*Task description*. Reproduce the lines starting at the one containing "the window in" and ending at the one containing "[(453, 51), (926, 97)]", with "pick planner" replaced by "grasp planner" and everything else left unchanged.

Extracted lines

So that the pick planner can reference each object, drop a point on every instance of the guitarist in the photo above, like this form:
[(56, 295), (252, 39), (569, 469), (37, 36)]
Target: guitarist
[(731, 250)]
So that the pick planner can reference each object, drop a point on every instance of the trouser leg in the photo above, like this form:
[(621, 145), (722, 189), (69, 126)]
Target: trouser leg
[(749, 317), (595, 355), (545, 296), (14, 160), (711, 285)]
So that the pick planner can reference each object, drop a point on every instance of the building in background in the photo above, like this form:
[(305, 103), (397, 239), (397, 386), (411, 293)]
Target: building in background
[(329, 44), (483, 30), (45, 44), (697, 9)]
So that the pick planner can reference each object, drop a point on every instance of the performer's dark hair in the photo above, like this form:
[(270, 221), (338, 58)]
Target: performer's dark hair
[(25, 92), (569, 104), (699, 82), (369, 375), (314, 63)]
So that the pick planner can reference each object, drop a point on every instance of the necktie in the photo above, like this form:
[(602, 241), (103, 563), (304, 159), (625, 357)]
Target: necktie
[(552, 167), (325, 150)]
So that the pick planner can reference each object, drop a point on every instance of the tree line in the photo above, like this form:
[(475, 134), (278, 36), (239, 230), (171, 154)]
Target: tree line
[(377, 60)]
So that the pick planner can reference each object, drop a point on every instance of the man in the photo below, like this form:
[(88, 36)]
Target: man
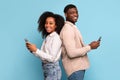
[(74, 52)]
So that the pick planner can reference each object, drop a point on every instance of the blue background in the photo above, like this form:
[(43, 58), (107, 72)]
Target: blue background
[(18, 20)]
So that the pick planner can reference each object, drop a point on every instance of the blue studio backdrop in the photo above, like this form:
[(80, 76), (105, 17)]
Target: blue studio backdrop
[(18, 20)]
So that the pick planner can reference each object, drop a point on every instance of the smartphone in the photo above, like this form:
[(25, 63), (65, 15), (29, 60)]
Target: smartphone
[(99, 39), (26, 40)]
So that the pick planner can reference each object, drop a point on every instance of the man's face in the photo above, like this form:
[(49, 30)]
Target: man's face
[(72, 15)]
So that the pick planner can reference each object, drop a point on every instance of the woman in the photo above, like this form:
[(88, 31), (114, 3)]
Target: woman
[(50, 25)]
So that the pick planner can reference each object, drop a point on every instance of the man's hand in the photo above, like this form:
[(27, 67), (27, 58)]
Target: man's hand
[(94, 44)]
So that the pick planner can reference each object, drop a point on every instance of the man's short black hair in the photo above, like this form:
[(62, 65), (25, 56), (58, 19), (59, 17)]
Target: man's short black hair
[(68, 7)]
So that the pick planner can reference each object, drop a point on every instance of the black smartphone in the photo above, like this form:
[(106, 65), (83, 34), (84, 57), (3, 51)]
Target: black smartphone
[(99, 39)]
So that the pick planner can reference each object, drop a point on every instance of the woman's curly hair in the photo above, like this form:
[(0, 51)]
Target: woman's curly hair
[(59, 21)]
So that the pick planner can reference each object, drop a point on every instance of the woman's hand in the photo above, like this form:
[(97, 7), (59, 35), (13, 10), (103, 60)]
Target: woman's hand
[(31, 47)]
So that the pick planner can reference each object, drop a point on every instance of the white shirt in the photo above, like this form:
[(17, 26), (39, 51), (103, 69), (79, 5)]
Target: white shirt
[(50, 49)]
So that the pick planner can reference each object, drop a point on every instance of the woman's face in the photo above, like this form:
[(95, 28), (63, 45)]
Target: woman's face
[(50, 25)]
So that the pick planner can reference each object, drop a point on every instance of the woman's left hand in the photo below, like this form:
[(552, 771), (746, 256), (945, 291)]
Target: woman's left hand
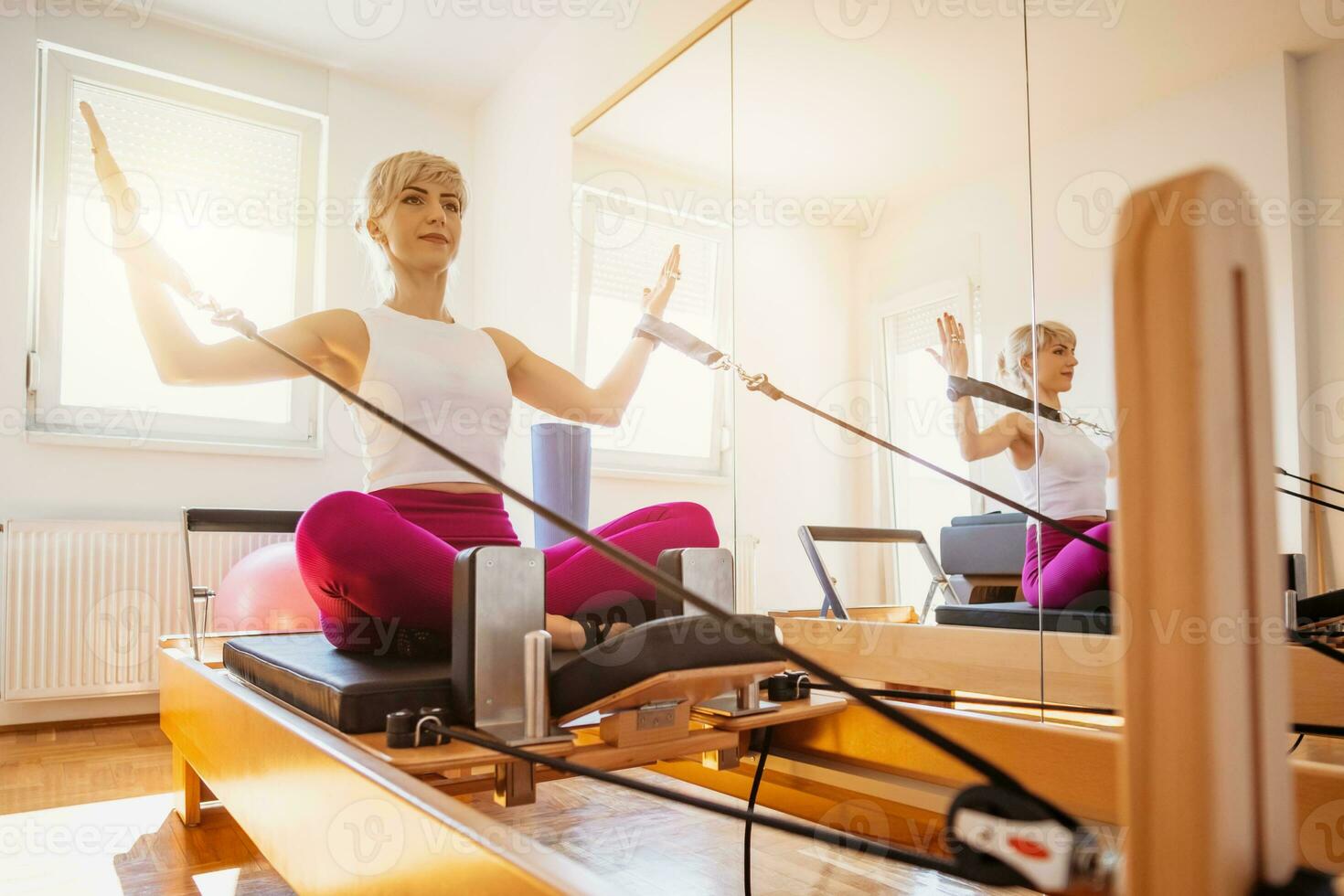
[(656, 300)]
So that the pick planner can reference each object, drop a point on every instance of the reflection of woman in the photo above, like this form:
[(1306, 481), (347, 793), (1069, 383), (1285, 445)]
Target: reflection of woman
[(385, 557), (1072, 469)]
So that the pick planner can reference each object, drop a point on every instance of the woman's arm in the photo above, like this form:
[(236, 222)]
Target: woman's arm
[(177, 355), (1012, 432), (551, 389)]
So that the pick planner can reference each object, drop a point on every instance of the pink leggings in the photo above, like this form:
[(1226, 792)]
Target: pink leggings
[(379, 566), (1067, 567)]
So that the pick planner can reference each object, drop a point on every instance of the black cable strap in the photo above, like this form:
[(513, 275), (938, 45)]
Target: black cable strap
[(816, 832), (1007, 703), (761, 383), (1303, 478), (234, 318), (755, 789), (1310, 498)]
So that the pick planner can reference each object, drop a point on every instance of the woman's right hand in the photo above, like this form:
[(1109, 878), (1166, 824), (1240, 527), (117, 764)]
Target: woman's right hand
[(131, 242), (953, 337)]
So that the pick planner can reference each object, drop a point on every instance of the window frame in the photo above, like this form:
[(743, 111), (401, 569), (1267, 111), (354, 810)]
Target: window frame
[(48, 421), (618, 463)]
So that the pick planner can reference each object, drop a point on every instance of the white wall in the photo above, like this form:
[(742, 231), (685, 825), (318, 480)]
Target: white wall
[(48, 481), (1323, 179)]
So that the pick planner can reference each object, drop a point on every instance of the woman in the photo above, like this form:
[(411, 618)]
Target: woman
[(379, 563), (1072, 469)]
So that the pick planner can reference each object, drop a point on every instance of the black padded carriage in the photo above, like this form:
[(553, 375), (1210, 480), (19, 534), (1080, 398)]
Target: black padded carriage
[(1019, 614), (354, 692)]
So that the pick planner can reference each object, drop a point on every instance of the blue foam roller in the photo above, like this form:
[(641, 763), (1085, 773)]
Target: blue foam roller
[(562, 469)]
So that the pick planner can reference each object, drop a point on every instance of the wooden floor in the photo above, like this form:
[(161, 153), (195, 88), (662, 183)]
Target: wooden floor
[(88, 810)]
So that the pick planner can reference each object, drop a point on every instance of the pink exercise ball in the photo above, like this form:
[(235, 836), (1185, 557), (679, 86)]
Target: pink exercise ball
[(265, 592)]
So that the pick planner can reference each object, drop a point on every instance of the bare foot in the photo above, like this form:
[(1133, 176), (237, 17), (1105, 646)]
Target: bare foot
[(568, 635)]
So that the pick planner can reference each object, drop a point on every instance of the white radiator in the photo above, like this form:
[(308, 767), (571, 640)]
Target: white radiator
[(743, 571), (86, 601)]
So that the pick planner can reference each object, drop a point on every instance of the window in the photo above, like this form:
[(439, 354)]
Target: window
[(677, 420), (920, 418), (229, 188)]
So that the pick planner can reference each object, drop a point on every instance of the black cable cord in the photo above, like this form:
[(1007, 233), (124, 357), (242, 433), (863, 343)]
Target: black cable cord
[(1303, 478), (1309, 498), (816, 832), (1008, 703), (235, 320), (1320, 731), (775, 392), (1312, 644), (746, 827)]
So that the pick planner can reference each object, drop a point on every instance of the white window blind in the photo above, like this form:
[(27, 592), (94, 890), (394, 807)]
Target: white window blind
[(675, 421), (228, 187)]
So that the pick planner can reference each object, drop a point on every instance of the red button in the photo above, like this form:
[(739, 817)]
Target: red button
[(1029, 848)]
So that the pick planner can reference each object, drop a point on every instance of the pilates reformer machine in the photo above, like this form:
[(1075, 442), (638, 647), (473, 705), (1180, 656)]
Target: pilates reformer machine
[(1194, 795)]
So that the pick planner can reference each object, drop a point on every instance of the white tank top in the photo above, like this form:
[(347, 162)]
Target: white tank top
[(448, 380), (1072, 475)]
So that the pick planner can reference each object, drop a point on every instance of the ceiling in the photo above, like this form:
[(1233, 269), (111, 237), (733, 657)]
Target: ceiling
[(453, 51), (926, 97)]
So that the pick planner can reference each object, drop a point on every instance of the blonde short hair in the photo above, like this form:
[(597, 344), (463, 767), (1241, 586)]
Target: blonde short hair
[(379, 189), (1019, 347)]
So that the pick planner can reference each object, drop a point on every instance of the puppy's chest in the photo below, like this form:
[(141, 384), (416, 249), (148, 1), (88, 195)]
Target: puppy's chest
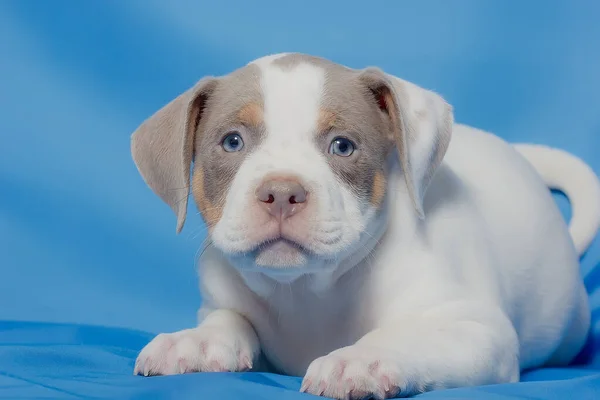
[(298, 328)]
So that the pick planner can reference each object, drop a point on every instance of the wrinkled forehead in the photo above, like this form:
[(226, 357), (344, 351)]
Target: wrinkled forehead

*Exercise result*.
So that the grasp planner can reference each object, drop a point on every instance of the window in the photo above, like this form:
[(439, 354)]
Target: window
[(677, 420), (920, 418), (229, 188)]
So that the grasp planner can reference each object, drop a point on every instance of the black cable cord in the photo above, like this form:
[(1007, 233), (124, 357), (242, 433), (863, 343)]
Target: black cable cord
[(1303, 478), (1309, 498), (816, 832), (1008, 703), (235, 320), (1320, 731), (775, 392), (1312, 644), (746, 827)]
So that the grasp planner can reference each object, drop a point on every instance of the white window blind in the photo above, like this form:
[(27, 592), (94, 890), (394, 807)]
Target: white window blind
[(675, 421), (228, 187)]
So that the grasp planner can reference each object, drop a point on every instance of the red button in the photo above, like this form:
[(739, 817)]
Target: red button
[(1029, 848)]
So that the grasp planner can reference each object, drop a point on every instance of the pilates reformer machine in the photo above, like this form:
[(1075, 442), (638, 647), (473, 705), (1180, 656)]
Target: pilates reformer machine
[(1194, 795)]
So that the grasp planner can reference each object, drop a point on every instance of the white tank top in the photo above, like this form:
[(347, 162)]
Target: white tank top
[(448, 380), (1072, 475)]
So that the grasp planner can reference each object, drop a point on every instance of the ceiling in the photo above, like this form:
[(1233, 269), (111, 237), (733, 657)]
Target: ceiling
[(453, 51), (926, 97)]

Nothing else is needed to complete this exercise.